Written request. Pick out each line in the entries below that contains the word "beard", and copy those lines.

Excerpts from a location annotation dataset

* * * *

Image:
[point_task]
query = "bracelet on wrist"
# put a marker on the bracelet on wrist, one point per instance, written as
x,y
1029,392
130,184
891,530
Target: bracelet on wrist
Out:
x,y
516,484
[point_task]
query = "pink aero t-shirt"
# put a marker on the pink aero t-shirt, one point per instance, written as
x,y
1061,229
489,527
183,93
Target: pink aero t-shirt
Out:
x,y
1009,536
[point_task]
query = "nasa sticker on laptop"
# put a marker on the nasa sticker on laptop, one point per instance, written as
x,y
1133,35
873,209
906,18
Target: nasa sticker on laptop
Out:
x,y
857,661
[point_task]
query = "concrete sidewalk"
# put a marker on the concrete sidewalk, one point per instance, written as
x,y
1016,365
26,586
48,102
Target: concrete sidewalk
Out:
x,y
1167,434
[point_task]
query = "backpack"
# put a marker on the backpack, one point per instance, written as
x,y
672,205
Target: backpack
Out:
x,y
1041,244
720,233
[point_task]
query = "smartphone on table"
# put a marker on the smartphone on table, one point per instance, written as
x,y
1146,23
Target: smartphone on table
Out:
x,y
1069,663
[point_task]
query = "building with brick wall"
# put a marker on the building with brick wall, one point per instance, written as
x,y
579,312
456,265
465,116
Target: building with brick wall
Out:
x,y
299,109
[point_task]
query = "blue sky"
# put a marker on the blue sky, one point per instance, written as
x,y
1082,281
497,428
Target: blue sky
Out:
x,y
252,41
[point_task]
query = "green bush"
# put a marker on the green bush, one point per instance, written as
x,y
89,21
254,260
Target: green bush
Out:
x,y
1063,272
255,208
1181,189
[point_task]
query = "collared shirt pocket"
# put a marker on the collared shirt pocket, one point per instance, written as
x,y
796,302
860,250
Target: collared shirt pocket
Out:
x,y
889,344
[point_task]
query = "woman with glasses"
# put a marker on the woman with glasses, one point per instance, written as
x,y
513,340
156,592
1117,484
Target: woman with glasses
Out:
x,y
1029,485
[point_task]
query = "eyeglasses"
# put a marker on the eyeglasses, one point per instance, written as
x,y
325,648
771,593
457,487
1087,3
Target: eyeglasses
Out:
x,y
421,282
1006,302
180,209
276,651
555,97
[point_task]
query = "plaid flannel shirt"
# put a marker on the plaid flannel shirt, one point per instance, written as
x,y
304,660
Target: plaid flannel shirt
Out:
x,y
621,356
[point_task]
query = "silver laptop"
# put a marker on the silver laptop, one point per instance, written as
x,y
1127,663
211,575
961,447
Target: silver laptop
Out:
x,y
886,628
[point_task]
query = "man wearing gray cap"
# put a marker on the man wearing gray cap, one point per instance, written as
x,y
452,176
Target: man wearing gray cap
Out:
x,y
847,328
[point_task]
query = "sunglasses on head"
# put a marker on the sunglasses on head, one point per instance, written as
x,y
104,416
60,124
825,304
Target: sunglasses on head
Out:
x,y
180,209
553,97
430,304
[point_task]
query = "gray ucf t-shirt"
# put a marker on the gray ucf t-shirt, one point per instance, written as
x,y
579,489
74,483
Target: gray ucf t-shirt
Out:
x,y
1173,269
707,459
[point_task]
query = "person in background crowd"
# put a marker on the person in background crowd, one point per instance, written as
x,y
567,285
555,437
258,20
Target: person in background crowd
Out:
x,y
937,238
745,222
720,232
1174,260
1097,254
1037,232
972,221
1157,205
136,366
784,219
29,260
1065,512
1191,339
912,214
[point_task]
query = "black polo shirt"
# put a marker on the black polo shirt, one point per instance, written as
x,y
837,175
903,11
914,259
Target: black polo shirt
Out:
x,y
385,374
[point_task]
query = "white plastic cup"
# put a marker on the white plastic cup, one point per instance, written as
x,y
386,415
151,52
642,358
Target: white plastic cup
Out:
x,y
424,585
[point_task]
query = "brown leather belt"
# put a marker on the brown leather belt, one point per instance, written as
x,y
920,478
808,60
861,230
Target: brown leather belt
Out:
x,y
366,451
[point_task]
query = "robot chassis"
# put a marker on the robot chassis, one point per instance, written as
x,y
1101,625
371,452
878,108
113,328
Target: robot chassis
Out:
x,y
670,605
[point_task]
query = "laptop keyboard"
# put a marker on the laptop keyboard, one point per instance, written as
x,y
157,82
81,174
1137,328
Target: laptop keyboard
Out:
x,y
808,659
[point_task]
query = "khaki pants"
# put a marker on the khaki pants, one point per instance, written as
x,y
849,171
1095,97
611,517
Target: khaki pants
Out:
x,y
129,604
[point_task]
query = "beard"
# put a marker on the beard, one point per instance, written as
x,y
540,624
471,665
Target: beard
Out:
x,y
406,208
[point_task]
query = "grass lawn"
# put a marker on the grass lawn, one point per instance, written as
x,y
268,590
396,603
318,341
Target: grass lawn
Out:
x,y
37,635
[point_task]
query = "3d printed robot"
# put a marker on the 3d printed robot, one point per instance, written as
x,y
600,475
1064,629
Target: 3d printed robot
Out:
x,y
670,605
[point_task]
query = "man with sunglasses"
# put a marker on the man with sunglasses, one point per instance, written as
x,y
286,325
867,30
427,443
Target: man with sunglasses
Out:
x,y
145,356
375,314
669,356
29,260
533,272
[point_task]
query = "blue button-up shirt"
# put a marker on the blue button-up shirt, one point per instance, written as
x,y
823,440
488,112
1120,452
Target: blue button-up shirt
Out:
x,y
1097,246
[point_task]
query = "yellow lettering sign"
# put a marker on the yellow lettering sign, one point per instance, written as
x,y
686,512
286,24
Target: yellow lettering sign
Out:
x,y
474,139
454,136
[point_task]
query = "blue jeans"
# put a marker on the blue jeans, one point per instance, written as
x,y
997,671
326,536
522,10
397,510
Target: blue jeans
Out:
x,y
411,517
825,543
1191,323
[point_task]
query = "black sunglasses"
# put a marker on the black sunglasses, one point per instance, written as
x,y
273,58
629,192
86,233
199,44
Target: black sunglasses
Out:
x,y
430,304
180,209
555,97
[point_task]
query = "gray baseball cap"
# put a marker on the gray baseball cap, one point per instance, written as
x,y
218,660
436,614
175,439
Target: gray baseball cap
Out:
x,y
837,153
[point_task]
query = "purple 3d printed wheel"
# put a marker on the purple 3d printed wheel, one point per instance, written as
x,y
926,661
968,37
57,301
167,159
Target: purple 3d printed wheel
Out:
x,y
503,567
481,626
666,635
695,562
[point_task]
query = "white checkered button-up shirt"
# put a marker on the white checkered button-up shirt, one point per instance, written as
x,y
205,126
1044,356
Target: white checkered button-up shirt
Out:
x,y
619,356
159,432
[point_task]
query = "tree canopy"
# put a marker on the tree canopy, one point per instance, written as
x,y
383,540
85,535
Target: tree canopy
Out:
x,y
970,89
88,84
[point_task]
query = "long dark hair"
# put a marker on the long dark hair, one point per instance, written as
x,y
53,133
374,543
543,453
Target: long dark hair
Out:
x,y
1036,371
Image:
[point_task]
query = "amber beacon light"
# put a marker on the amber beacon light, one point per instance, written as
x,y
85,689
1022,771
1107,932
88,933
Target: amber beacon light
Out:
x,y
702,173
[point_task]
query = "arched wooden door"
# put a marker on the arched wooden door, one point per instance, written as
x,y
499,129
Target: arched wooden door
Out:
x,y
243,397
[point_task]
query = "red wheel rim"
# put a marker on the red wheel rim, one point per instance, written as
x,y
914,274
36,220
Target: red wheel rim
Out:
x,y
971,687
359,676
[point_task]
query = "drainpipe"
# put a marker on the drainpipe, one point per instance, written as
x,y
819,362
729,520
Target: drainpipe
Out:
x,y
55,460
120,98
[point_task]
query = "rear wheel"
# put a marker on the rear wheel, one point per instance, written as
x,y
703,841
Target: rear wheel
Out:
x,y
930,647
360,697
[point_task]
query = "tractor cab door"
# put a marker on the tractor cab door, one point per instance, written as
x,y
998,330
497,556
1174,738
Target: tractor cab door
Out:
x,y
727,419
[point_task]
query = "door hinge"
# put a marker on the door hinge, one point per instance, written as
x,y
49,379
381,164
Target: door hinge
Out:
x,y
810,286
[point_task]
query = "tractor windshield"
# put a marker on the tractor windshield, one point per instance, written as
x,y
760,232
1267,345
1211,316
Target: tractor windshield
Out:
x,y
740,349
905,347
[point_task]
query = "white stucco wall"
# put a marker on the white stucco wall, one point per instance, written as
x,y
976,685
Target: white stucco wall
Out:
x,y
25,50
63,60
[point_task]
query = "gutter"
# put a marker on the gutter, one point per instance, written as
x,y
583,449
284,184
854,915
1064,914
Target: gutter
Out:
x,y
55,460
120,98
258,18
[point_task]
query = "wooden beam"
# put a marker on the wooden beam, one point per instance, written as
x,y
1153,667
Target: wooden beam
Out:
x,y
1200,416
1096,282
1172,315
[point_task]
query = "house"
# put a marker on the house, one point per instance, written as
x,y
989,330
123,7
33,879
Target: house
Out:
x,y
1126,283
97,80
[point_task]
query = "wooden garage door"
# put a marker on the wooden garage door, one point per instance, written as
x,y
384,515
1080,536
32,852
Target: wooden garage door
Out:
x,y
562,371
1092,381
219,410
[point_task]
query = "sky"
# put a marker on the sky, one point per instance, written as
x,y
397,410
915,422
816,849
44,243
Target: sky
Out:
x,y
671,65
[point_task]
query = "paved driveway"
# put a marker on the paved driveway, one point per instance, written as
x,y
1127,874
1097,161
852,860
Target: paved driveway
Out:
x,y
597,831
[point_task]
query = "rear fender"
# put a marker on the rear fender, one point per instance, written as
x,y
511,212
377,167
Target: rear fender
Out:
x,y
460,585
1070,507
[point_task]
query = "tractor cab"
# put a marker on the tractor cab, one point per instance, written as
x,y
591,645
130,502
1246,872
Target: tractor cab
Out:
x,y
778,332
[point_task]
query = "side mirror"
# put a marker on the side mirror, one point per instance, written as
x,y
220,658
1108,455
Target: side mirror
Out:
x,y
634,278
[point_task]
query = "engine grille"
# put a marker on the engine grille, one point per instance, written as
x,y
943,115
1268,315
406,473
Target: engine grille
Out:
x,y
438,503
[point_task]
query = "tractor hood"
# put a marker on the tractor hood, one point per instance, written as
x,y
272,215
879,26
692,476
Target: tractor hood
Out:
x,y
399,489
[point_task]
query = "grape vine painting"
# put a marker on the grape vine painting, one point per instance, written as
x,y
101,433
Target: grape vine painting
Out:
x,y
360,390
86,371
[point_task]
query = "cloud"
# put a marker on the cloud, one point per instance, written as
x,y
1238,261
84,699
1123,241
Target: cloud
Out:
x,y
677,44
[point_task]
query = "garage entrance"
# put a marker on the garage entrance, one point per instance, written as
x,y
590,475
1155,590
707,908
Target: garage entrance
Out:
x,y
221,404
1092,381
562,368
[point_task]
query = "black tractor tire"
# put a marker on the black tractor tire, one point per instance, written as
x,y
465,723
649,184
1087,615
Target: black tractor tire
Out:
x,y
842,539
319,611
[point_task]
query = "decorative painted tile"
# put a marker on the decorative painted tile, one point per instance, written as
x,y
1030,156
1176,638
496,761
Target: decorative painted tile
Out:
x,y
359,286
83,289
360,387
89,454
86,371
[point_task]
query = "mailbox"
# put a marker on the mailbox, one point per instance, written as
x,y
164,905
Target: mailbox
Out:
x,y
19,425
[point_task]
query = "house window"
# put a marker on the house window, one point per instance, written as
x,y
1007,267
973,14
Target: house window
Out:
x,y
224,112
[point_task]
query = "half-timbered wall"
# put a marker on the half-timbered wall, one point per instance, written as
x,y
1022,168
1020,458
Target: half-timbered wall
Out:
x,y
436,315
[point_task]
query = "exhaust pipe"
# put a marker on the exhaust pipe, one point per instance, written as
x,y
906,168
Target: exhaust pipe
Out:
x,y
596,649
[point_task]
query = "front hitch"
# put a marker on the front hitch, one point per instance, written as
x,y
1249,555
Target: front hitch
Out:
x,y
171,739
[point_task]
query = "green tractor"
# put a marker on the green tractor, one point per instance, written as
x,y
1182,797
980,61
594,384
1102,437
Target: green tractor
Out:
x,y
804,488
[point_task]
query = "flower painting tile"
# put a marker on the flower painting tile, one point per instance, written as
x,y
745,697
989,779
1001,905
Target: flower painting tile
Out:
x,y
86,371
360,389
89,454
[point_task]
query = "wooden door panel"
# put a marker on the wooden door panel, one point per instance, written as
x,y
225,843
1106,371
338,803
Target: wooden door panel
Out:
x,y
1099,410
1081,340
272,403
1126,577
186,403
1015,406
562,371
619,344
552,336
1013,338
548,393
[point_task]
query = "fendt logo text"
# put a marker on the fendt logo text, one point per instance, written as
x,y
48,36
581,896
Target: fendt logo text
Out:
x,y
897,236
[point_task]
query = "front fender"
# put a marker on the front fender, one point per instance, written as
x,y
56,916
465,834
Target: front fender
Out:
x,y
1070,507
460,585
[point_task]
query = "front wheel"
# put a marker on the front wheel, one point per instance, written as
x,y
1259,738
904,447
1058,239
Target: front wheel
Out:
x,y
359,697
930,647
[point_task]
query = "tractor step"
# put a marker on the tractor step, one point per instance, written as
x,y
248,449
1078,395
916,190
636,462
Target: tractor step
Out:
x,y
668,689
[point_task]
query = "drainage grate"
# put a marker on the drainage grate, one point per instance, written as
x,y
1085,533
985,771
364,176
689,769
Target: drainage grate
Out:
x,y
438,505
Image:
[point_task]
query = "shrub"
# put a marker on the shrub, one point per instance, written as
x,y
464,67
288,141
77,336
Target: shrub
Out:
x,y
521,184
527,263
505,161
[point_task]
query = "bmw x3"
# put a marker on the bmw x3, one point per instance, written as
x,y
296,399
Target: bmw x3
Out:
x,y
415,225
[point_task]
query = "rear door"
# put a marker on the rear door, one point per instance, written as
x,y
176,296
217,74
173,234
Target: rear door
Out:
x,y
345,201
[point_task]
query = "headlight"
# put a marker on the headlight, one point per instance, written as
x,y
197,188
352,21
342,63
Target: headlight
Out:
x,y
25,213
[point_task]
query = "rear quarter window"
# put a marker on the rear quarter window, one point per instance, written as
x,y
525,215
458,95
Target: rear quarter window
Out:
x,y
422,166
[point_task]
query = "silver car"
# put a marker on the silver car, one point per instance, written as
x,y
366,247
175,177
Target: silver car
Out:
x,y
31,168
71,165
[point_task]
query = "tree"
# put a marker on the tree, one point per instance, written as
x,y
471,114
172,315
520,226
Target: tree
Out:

* * * *

Expected answer.
query = "beard"
# put a marker on the beard, one point per instance, written as
Target: beard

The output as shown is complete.